STATED TASK:
Please extract each line below that contains the word "trumpet", copying every such line in full.

──────────

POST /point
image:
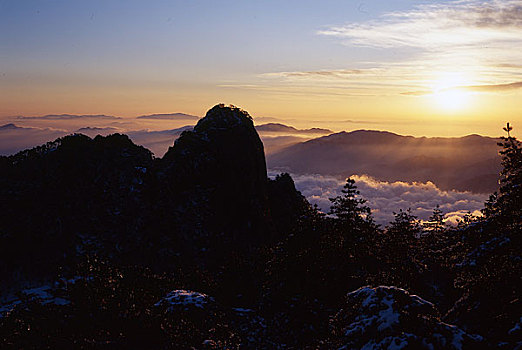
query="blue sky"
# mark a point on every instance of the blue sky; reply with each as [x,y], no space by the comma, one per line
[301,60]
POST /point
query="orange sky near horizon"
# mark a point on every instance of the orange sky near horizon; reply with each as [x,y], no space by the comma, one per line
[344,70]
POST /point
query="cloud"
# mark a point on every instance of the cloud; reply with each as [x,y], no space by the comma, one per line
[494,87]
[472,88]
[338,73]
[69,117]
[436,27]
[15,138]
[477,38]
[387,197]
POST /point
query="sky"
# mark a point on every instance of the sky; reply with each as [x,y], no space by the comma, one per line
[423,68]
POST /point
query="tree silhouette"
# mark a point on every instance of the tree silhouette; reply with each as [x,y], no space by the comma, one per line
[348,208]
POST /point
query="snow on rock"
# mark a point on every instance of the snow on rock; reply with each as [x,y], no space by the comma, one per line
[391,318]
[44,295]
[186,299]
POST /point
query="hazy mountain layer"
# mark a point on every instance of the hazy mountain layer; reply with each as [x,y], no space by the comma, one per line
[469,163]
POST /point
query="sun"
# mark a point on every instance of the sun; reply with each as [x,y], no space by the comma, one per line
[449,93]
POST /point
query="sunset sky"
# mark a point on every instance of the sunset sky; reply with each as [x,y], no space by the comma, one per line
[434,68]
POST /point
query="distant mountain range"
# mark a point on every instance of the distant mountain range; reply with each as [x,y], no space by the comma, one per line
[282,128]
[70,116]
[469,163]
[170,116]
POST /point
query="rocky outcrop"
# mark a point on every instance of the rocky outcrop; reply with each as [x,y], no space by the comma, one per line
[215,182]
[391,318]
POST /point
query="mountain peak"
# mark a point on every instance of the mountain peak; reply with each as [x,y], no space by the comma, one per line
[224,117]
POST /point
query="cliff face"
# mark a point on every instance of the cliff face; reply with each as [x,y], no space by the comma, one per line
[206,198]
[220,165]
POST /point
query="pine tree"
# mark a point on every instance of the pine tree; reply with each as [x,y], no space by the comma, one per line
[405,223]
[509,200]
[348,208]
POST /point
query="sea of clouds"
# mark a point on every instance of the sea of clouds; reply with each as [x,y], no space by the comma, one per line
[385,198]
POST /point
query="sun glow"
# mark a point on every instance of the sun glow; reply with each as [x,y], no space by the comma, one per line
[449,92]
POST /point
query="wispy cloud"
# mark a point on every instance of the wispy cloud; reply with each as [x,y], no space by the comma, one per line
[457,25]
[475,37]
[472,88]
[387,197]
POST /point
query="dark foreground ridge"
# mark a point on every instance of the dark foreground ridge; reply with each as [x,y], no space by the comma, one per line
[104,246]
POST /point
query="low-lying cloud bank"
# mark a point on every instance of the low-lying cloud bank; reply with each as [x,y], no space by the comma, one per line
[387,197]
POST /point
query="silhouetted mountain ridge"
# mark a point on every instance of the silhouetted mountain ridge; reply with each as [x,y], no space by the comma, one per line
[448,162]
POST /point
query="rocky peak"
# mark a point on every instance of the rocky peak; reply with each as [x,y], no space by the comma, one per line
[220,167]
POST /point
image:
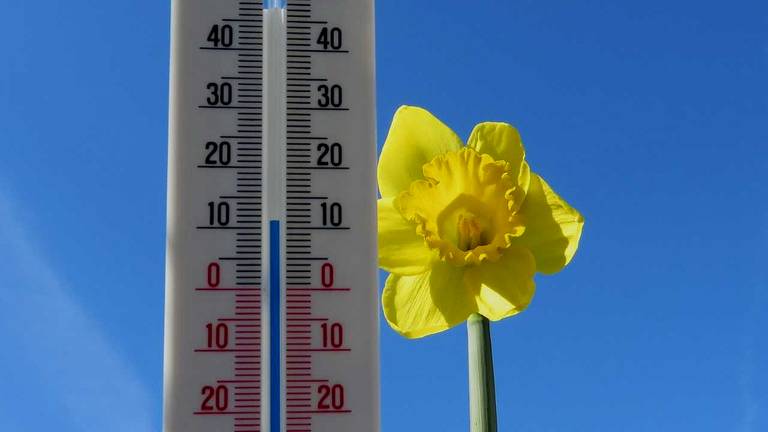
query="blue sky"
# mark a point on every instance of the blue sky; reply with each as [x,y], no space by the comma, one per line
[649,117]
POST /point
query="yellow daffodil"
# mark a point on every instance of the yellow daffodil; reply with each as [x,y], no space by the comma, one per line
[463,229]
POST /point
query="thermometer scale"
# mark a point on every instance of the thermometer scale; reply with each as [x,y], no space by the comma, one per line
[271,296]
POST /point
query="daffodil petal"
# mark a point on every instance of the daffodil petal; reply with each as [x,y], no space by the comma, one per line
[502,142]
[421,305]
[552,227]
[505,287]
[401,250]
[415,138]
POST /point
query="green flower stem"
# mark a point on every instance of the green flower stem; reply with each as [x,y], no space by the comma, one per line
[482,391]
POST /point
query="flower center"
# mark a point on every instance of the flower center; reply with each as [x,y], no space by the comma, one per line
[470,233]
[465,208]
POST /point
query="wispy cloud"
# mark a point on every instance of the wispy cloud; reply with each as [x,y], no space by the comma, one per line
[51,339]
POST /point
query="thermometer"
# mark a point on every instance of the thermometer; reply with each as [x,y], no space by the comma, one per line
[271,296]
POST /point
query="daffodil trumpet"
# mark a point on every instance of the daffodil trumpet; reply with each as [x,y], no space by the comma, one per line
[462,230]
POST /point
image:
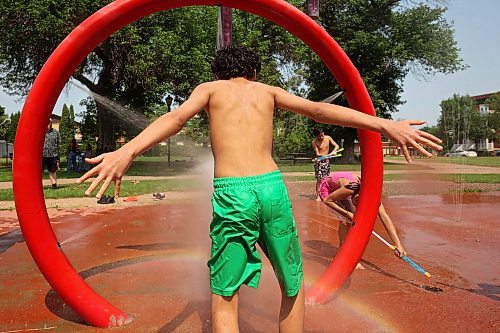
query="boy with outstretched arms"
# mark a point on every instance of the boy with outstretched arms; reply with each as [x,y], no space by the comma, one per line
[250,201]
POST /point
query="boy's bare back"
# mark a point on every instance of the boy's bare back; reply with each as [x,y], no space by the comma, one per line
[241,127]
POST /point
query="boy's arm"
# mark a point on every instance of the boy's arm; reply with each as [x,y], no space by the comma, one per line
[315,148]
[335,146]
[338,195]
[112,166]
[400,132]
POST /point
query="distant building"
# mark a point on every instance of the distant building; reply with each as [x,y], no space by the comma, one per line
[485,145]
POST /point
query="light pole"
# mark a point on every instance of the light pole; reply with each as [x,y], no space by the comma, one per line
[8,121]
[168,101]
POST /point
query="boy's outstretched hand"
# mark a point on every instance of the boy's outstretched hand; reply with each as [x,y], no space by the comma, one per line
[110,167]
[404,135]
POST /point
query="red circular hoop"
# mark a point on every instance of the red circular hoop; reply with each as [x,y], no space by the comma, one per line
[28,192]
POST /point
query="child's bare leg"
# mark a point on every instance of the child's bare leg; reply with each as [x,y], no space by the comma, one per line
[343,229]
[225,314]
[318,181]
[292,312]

──────────

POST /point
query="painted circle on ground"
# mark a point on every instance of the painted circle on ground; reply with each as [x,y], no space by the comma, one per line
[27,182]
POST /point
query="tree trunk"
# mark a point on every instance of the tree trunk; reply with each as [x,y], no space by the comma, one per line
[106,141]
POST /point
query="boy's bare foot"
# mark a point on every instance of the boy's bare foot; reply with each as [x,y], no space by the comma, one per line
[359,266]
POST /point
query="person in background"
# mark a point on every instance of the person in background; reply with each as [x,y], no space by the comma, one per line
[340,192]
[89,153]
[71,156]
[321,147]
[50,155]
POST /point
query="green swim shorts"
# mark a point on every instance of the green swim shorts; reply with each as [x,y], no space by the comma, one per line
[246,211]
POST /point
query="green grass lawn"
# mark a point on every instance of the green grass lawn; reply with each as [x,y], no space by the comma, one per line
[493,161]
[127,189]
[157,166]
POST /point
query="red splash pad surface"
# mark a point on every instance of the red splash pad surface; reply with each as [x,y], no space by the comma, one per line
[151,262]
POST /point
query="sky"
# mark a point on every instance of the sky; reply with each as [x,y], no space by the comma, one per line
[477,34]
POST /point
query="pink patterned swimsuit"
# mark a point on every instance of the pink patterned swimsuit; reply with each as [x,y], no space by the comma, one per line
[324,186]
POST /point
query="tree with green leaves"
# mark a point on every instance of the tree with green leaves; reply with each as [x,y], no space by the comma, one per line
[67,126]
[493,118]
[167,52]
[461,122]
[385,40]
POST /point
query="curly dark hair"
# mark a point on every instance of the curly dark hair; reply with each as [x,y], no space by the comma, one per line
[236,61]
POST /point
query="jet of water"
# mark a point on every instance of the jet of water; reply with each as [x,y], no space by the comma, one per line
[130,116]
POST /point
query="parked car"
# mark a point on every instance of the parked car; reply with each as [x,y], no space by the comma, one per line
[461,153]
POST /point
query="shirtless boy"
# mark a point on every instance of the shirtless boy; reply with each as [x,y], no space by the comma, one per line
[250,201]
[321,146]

──────────

SOLUTION TO THIS PROBLEM:
query="daffodil trumpet"
# mark a point on every instance of the daffodil trumpet; reply with each as [x,y], no space by the comma, one per line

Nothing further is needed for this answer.